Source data
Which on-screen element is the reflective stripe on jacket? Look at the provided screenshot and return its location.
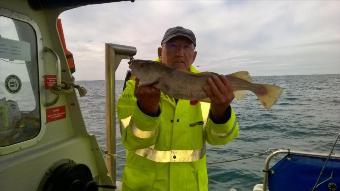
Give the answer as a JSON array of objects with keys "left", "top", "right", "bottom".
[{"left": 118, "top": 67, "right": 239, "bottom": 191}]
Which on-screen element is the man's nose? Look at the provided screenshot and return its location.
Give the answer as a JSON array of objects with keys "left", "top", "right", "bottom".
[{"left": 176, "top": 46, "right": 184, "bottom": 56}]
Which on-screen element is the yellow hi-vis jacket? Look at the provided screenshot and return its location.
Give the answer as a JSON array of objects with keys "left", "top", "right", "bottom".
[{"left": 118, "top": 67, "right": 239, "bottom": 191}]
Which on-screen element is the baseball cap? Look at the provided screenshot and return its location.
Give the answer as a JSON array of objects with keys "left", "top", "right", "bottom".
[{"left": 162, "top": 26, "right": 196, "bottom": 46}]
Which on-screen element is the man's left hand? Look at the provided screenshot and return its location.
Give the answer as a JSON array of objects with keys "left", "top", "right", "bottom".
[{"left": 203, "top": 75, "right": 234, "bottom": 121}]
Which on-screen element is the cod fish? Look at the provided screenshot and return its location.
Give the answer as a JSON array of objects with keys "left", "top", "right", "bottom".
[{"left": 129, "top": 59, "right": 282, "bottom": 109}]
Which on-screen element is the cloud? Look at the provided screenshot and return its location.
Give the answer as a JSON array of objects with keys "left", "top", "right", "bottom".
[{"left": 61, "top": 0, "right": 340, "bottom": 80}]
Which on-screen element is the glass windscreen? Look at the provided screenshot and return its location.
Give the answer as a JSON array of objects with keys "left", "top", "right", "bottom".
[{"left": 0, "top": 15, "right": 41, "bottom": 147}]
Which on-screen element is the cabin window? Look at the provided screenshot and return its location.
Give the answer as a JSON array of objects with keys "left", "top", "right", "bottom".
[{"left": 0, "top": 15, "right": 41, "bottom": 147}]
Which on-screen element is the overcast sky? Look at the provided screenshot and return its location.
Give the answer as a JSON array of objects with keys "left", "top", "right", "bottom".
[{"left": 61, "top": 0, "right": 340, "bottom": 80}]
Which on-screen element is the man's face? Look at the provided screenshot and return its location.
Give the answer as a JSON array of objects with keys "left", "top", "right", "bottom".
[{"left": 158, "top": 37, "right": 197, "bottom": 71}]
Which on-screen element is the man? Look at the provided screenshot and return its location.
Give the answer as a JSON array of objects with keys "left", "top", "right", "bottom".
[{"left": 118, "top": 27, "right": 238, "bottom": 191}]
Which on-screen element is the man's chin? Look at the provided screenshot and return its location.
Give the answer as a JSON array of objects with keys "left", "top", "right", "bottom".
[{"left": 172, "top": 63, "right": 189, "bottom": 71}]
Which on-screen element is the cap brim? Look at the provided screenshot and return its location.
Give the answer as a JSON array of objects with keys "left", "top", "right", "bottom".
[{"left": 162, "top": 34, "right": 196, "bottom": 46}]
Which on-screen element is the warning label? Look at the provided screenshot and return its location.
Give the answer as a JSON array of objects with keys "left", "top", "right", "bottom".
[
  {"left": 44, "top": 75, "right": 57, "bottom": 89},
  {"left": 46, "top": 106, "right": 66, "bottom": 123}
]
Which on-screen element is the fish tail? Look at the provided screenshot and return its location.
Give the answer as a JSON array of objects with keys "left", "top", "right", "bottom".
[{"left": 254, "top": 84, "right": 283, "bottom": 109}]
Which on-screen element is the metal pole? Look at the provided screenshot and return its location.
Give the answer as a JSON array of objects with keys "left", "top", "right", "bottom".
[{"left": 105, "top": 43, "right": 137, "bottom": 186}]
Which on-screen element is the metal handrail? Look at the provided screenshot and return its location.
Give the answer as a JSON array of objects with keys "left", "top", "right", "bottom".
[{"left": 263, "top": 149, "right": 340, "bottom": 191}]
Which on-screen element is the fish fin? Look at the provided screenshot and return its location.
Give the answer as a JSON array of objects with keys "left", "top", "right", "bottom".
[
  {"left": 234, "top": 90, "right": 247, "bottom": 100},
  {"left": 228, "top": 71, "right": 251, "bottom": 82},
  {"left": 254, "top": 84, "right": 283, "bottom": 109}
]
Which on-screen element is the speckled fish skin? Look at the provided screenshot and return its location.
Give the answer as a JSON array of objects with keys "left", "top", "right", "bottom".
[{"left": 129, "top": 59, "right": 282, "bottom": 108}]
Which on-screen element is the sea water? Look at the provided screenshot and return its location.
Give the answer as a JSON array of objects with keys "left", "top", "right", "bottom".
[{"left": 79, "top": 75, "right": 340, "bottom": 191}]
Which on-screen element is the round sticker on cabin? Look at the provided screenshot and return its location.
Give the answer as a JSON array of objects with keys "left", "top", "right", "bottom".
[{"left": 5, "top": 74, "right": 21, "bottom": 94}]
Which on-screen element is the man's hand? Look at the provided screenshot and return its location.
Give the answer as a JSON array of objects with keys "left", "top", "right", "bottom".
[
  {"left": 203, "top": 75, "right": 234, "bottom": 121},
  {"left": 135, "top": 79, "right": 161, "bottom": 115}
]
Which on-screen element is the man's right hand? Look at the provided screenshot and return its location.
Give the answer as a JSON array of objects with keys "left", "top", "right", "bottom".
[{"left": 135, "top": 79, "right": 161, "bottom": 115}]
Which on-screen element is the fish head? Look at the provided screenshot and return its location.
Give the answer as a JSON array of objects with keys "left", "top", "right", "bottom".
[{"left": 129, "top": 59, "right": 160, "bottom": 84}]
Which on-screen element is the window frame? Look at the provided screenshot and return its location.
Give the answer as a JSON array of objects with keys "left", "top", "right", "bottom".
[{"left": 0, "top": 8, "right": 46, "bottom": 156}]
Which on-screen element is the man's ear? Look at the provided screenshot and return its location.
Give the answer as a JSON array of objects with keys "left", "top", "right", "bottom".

> GOAL
Drop the images and quote the entries word for word.

> EXERCISE SOLUTION
Which on-screen element is the reflective stripe on jacket? Look at the provided screenshot and return its location.
Give the answer as a JSON array of objects with keys "left", "top", "right", "bottom".
[{"left": 118, "top": 67, "right": 239, "bottom": 191}]
Which on-screen element is the man's nose? Look at the provided screenshot and return its location.
Give the answer as a JSON array of objects with keys "left", "top", "right", "bottom".
[{"left": 176, "top": 46, "right": 184, "bottom": 56}]
Which on-screen element is the yellow hi-vis jacket? Look at the provided screenshot and return its location.
Give the answer as a JSON array of objects with keys "left", "top", "right", "bottom".
[{"left": 118, "top": 67, "right": 239, "bottom": 191}]
Which on-screen element is the baseball cap? Look at the provided screenshot and return its location.
Give the answer as a JSON array of objects with keys "left", "top", "right", "bottom".
[{"left": 162, "top": 26, "right": 196, "bottom": 46}]
Which on-screen element is the man's left hand? Look at the provided screenshot and return its location.
Give the answer as a JSON array of objects with keys "left", "top", "right", "bottom".
[{"left": 203, "top": 75, "right": 234, "bottom": 121}]
Which on-screen element is the cod fish? Look at the provided screenshot and return its location.
Give the answer as a JSON array of objects with keys "left", "top", "right", "bottom".
[{"left": 129, "top": 59, "right": 282, "bottom": 109}]
Which on-screen element is the cloud? Look at the provided screenshot and return its location.
Give the answer as a JSON array of objects with keys "left", "top", "right", "bottom".
[{"left": 61, "top": 0, "right": 340, "bottom": 80}]
Which on-screen element is the glass windscreen? Look at the provided screenshot and return its location.
Give the answer as a JSON array of objects with keys "left", "top", "right", "bottom".
[{"left": 0, "top": 15, "right": 41, "bottom": 147}]
Which on-screen element is the cabin window? Look at the provided screenshot and return its location.
Give the answer as a JSON array of objects with keys "left", "top", "right", "bottom".
[{"left": 0, "top": 15, "right": 41, "bottom": 147}]
Which on-screen element is the overcast sky? Look at the provided screenshot and return its location.
Give the answer as a JSON array of objects with keys "left", "top", "right", "bottom".
[{"left": 61, "top": 0, "right": 340, "bottom": 80}]
Which on-screen element is the man's face? Look at the provided screenshot and return its location.
Give the answer as a JSON array of objects with keys "left", "top", "right", "bottom".
[{"left": 158, "top": 37, "right": 197, "bottom": 71}]
Which on-screen element is the man? Look at the provided screenshot and return its location.
Give the answer as a JSON array of objects with keys "left", "top", "right", "bottom".
[{"left": 118, "top": 27, "right": 238, "bottom": 191}]
Which on-screen element is the man's chin? Look at the provided screenshot and return its location.
Give the answer as a JSON array of objects with keys "left", "top", "right", "bottom".
[{"left": 172, "top": 63, "right": 189, "bottom": 71}]
Which on-screen element is the cap brim? Look at the provided screenshot and return its location.
Give the answer as a JSON array of objects with keys "left", "top", "right", "bottom".
[{"left": 162, "top": 34, "right": 196, "bottom": 46}]
Which on-screen element is the warning label? Look at the provided screenshot and return its location.
Give the answer as a JSON array of objects with keys "left", "top", "right", "bottom".
[
  {"left": 44, "top": 75, "right": 57, "bottom": 89},
  {"left": 46, "top": 106, "right": 66, "bottom": 123}
]
Which on-screen element is the fish tail? Look at the provided screenshot and return its location.
Give the answer as a JSON array of objects with keys "left", "top", "right", "bottom".
[{"left": 254, "top": 84, "right": 283, "bottom": 109}]
Which on-screen element is the metal pole? Look at the provided screenshot and return its location.
Give the answer as a JSON array of objects with keys "left", "top", "right", "bottom".
[{"left": 105, "top": 43, "right": 137, "bottom": 186}]
Which on-screen element is the metal handrail? Look at the provided screenshot and return its location.
Give the answer as a JSON array of objects with keys "left", "top", "right", "bottom".
[{"left": 263, "top": 149, "right": 340, "bottom": 191}]
Which on-screen element is the fish fin? Look at the provided screenshot and return its location.
Give the answer as a JSON array of objects with keys "left", "top", "right", "bottom".
[
  {"left": 234, "top": 90, "right": 247, "bottom": 100},
  {"left": 228, "top": 71, "right": 251, "bottom": 82},
  {"left": 254, "top": 84, "right": 283, "bottom": 109}
]
Which on-screen element is the speckled fish skin? Look at the provided screenshot and return its location.
Give the answer as a JSON array of objects with keys "left", "top", "right", "bottom".
[{"left": 129, "top": 59, "right": 282, "bottom": 108}]
Which on-screen element is the sea water? Look at the provided screenshot and return its location.
Give the answer as a JSON array of objects with keys "left", "top", "right", "bottom".
[{"left": 79, "top": 75, "right": 340, "bottom": 191}]
Which on-screen element is the round sticker on cabin? Look at the provided screenshot and return its location.
Give the answer as a JSON array of objects with keys "left", "top", "right", "bottom".
[{"left": 5, "top": 74, "right": 21, "bottom": 94}]
Which on-screen element is the man's hand? Look at the provided screenshot and return its location.
Give the answer as a JSON array of objects with keys "left", "top", "right", "bottom".
[
  {"left": 203, "top": 75, "right": 234, "bottom": 121},
  {"left": 135, "top": 79, "right": 161, "bottom": 115}
]
Which on-screen element is the man's right hand? Look at the provided screenshot and return its location.
Give the answer as a JSON array of objects with keys "left", "top", "right", "bottom".
[{"left": 135, "top": 79, "right": 161, "bottom": 115}]
Which on-screen element is the fish head? Look at the provided screenshot and return its location.
Give the answer as a JSON array of objects with keys "left", "top", "right", "bottom".
[{"left": 129, "top": 59, "right": 160, "bottom": 84}]
Which on-screen element is the window frame? Look at the provided screenshot and return its location.
Give the answer as a JSON array of objects with keys "left", "top", "right", "bottom".
[{"left": 0, "top": 8, "right": 46, "bottom": 156}]
Which on-screen element is the man's ear? Look at the provided screenshot and return its location.
Give the answer as a JSON array of objects with keys "left", "top", "right", "bottom".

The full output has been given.